- Dataset excerpts -
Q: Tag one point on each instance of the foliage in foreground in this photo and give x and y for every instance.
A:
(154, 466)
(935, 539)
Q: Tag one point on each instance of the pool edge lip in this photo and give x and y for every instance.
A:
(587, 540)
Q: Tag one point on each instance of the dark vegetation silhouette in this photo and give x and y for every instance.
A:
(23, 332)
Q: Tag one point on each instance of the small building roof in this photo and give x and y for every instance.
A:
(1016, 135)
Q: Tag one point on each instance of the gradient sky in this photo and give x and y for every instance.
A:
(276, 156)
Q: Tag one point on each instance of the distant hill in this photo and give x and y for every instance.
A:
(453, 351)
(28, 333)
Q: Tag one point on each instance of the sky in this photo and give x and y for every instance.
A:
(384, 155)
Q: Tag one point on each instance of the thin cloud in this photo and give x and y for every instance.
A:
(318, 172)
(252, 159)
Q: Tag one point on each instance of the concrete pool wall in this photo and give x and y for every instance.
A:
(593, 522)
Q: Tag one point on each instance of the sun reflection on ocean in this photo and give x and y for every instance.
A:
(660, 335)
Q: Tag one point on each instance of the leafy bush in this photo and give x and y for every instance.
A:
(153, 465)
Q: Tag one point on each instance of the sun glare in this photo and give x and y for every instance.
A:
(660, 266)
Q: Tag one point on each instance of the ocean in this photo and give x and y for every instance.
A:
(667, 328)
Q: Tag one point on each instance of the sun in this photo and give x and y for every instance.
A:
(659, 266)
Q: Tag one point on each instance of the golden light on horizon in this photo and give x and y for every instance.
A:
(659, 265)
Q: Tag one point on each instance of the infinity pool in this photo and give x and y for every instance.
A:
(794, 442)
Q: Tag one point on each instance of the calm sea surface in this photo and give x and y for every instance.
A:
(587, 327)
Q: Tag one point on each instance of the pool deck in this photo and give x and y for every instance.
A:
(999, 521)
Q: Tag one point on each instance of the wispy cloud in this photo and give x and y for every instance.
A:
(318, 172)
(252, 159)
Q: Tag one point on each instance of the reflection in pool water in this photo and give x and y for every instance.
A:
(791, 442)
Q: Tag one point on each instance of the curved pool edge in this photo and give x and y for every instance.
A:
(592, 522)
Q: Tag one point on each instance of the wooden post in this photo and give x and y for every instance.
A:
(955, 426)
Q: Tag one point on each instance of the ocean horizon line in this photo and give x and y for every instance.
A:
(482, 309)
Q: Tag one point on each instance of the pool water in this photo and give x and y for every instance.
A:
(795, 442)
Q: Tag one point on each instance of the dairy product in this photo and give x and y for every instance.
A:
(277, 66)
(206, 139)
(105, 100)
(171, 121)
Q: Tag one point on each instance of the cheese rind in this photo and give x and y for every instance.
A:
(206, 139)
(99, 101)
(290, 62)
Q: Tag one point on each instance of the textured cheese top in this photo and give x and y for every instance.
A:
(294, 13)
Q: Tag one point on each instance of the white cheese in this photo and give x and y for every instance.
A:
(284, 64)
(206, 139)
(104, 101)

- What this task involves -
Copy out every entry exactly.

- Exercise result -
Q: Tag one point on each instance of the foliage in foreground in this photo and give x and y for every instance.
A:
(154, 466)
(935, 539)
Q: Tag one point on each instance of the pool edge lip in this photo and give x and y for every instance.
A:
(587, 540)
Q: Tag one point on each instance of the dark vegetation silhouette in this photo and give x and y for every instance.
A:
(23, 332)
Q: Tag one point on each instance of the small building roof in this photo and give x and y for every instance.
A:
(1016, 135)
Q: Tag one point on each instance of the gradient sky in this photo and give x and y for every instance.
A:
(276, 156)
Q: Tag one point on each instance of the distant hill in this photo and give x and y for every instance.
A:
(453, 351)
(28, 333)
Q: Tag one point on each instance of the sky in this photo and give x and y for every instance.
A:
(384, 155)
Q: Tag one point on each instance of the thin cloud in this photo and give x and y for every instance.
A:
(318, 172)
(252, 159)
Q: Tag one point on each instance of the concrete pool wall in this photo and give x and y for every instance.
A:
(593, 522)
Q: Tag one point on each instance of the sun reflection on ocean in this photo and give x and y for every instance.
A:
(660, 335)
Q: Tag one point on each instance of the leafy bush in this photo and give x and y for every instance.
A:
(153, 465)
Q: Tag one point on each instance of the sun glare in this photo and give x and y for every instance.
A:
(660, 266)
Q: Tag one point on each instance of the ocean in this photo and give x and y for every instance.
A:
(667, 328)
Q: Tag one point on each instance of the sun in this photo and give x and y for every instance.
A:
(659, 266)
Q: Tag one point on each instance of the golden light on horizon in this photo and give x and y for every instance.
A:
(659, 265)
Q: Tag one point on each instance of the infinity pool in this photo and give x and y for every instance.
A:
(794, 442)
Q: Tag one point on each instance of the calm sea surface in this photo and give x and y for every instance.
A:
(587, 327)
Q: Tag one point on each instance of the pool deck in this photo and give x and y for every instance.
A:
(999, 521)
Q: Tag one point on each instance of the wispy cloud in this photo and give x and y for every instance.
A:
(318, 172)
(252, 159)
Q: Tag one point on each instance of the reflection in pool water in this photo and give x and y for every instance.
A:
(791, 442)
Q: Tag one point on each instance of the curved pool edge in this photo and give x and y for every instance.
A:
(592, 522)
Q: Tag one point on each instance of the wooden post in this photo and give x and y for every instance.
A:
(955, 426)
Q: Tag one point on each instance of the ocean horizon line in this photo and give x and y for every instance.
A:
(482, 309)
Q: Tag one point on each instance of the pool water in this photo and give x and y for every instance.
A:
(795, 442)
Q: Tag one point on each instance of the dairy product in this photo and give x and y for every instance.
A:
(277, 66)
(206, 139)
(105, 100)
(171, 121)
Q: Tag one point on each instance of the cheese rind in this photo and give x and y for every instance.
A:
(206, 139)
(99, 101)
(290, 62)
Q: Tag one point on each instance of the textured cheese top in this photo and give x and y for every instance.
A:
(294, 13)
Q: Tag one point on each instance of the white cheese in this photo and give x and y for every instance.
A:
(284, 64)
(206, 139)
(104, 101)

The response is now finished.